>>

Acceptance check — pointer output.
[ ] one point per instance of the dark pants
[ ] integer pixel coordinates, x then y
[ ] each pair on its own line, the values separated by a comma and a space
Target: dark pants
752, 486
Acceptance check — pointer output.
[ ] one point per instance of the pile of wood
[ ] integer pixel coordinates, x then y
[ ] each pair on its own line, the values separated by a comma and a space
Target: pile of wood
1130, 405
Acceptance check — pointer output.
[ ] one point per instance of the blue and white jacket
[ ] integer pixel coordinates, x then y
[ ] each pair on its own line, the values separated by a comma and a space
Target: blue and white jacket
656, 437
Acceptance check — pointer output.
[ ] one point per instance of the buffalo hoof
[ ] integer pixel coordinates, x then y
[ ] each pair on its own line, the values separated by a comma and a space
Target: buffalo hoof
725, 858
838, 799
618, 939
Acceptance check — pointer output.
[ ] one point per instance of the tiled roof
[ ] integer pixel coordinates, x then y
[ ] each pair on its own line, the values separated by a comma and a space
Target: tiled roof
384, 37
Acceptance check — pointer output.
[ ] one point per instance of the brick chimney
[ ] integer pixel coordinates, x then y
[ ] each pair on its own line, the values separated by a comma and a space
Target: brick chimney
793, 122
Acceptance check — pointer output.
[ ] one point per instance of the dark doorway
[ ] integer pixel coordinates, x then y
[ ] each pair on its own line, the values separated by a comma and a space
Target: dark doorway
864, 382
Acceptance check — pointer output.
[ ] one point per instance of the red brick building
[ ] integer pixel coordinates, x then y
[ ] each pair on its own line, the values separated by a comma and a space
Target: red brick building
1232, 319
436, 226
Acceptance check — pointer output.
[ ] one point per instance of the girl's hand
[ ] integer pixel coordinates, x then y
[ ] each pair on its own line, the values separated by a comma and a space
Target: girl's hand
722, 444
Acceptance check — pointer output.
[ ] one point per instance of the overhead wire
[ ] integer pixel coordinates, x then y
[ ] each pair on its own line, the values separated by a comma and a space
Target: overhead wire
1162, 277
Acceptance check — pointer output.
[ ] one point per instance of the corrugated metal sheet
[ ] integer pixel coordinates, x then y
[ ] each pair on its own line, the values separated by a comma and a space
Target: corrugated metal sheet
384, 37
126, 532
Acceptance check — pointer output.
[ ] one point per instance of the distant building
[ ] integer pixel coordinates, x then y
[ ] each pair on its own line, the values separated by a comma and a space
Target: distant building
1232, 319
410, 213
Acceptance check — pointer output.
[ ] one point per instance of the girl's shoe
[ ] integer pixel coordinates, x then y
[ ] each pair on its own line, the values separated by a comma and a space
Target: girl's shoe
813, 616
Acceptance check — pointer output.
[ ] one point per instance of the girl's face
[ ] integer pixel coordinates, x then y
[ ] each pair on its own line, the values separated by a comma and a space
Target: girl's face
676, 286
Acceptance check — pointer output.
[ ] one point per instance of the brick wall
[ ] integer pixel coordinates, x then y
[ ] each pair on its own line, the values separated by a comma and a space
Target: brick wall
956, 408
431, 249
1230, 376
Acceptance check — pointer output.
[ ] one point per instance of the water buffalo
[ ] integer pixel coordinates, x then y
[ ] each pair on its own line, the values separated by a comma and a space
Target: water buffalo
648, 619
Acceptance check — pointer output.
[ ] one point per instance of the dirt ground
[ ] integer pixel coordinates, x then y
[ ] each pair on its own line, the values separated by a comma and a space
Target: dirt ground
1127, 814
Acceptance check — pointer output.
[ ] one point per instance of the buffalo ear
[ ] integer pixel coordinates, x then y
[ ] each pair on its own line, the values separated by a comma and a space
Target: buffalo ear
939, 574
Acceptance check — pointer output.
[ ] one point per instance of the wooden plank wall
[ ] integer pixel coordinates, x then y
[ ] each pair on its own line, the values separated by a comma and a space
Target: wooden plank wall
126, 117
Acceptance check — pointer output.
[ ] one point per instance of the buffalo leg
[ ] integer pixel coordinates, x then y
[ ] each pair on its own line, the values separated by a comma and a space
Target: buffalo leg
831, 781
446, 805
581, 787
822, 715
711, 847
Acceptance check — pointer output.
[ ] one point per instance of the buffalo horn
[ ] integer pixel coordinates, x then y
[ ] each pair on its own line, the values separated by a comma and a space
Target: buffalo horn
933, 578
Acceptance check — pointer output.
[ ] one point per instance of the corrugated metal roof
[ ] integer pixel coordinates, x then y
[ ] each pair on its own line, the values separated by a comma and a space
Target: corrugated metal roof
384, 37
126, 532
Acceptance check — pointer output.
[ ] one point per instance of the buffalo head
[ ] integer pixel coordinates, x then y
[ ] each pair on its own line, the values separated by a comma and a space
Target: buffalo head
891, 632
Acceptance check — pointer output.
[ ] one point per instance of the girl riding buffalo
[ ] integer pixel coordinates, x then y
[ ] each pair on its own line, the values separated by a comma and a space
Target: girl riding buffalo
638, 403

<<

Reproduce the material in full, with no word added or dropped.

FINAL RESULT
Acceptance check — pointer output.
[ ] one point per instance of the dark pants
[ ] integer pixel coordinates, x then y
[ ] each pair on its own line, the values separated by a comma and a space
Target: dark pants
752, 486
Acceptance check — pointer output.
[ ] one point per instance of the pile of wood
[ ] integer pixel coordinates, x then y
[ ] each pair on its own line, the values separated by a comma and a space
Target: pile of wood
1130, 405
Acceptance check — pointer output.
[ ] one point per instance of the blue and white jacket
[ ] integer pixel coordinates, x then y
[ ] each pair on its own line, the values separated by a comma and a space
Target: blue and white jacket
656, 437
Acceptance check — pointer output.
[ ] one point per instance of the buffalo hoof
[ ] integer pixel coordinates, x then y
[ ] each pair on its own line, the values separated by a comma and a space
Target: buffalo hoof
725, 858
838, 799
618, 939
Acceptance check — pointer output.
[ ] one point per instance of the tiled roof
[ ] integer pixel coordinates, x then y
[ ] each pair on its own line, the values separated by a comma and a space
Target: tiled roof
384, 37
Acceptance check — pointer output.
[ ] one point per instance of the brick chimney
[ ] integer pixel coordinates, x then y
[ ] each pair on its own line, the values separated by a comma and a space
Target: brick chimney
793, 122
Acceptance check — pointer output.
[ ] one point per instance of the dark doorway
[ ] integer pixel coordinates, x then y
[ ] each pair on its own line, the values separated by a comma and a space
Target: dark doorway
864, 382
Acceptance check — pointer output.
[ ] one point per instance of the red brick building
[ ] integer pixel coordinates, x then y
[ ] each pair on its own line, the values separated by a comma and a space
Target: red brick building
1232, 319
436, 226
Acceptance check — pointer output.
[ ] one point per instance of the girl's hand
[ ] integer pixel coordinates, x then y
[ ] each pair on its own line, the values separated by a comma and a space
Target: girl's hand
722, 444
Acceptance check — pointer output.
[ ] one point per instance of the overhead wire
[ ] integer pixel coordinates, x then y
[ ] each pair on its own line, the values separated by a comma and a space
Target: overhead wire
1162, 277
Acceptance check — pointer output.
[ ] one point per instance of the corrugated metal sheet
[ ] integer pixel coordinates, x then y
[ ] each pair on its own line, the values separated by a comma and a space
Target: corrugated metal sheet
384, 37
126, 532
Acceptance check — pointer output.
[ ] one point per instance of the distant building
[ ] integer pixel coordinates, x then y
[ ] each pair on its own line, the values separated by a comma and a space
Target: distant building
1232, 319
410, 213
Acceptance check — pointer output.
[ ] one point per instance of the girl's shoe
[ ] integer pixel coordinates, x then y
[ ] each pair on its own line, the values separated by a comma and a space
Target: girl's shoe
813, 616
Acceptance check — pointer output.
[ ] one point per instance of the girl's face
[ ] integer pixel coordinates, x then y
[ ] each pair on its own line, the values separated by a comma and a space
Target: girl's face
676, 286
Acceptance check — pointer output.
[ ] one point per instance of the brick wall
[ ] integer pixel coordinates, x then y
[ ] each pair on its own line, the values separated by a comma and a space
Target: brick wall
956, 408
431, 249
1230, 376
Acceptance check — pointer output.
[ ] one point per instance of the water buffalo
[ ] integer pixel coordinates, x then y
[ ] each pair on its own line, the values separated by a comma and a space
Target: water buffalo
648, 619
Acceptance check — pointer output.
[ ] one point per instance of the dirt ground
[ ] integer pixel coordinates, x then y
[ ] each pair on its own line, the values separated by a comma and a space
Target: dirt ground
1127, 814
Acceptance check — pointer output.
[ ] one point per instance of the buffalo ear
[ ] integer pixel coordinates, x then y
[ ] each pair on its own line, the values separated by a comma and a space
Target: buffalo ear
939, 574
Acceptance check — pointer output.
[ ] one point per instance of the wooden plank wall
[ ] integer pixel coordinates, x then y
[ ] each pair on its own line, the values separated by a comma and a space
Target: wooden plank wall
126, 117
Acceptance check — pointer output.
[ ] one point per instance of the buffalo leg
[ ] integer pixel coordinates, x then y
[ ] each pair on its own line, the values separated by a comma and a space
Target: buffalo leg
831, 781
446, 805
581, 787
822, 715
711, 847
Acceptance check — pointer output.
[ ] one point per instance of the buffalo horn
[ ] integer pixel coordinates, x then y
[ ] each pair on its own line, the values separated by a comma and a space
Target: buffalo horn
933, 578
Acceptance check — pointer output.
[ ] one point per instance of the corrugated metal roof
[ ] integer pixel coordinates, x then y
[ ] each pair on its own line, the values separated by a comma and a space
Target: corrugated metal roof
384, 37
126, 532
Acceptance check — pointer output.
[ ] one point per instance of the buffalo head
[ ] integer pixel coordinates, x then y
[ ] each pair on its own line, the values separated by a comma and a space
Target: buffalo head
891, 632
Acceptance check — pointer output.
[ ] one point per instance of the girl riding buffalo
[ ] integer pixel coordinates, x then y
[ ] each pair on its own line, the values separated by a comma and a space
Target: girl riding buffalo
638, 403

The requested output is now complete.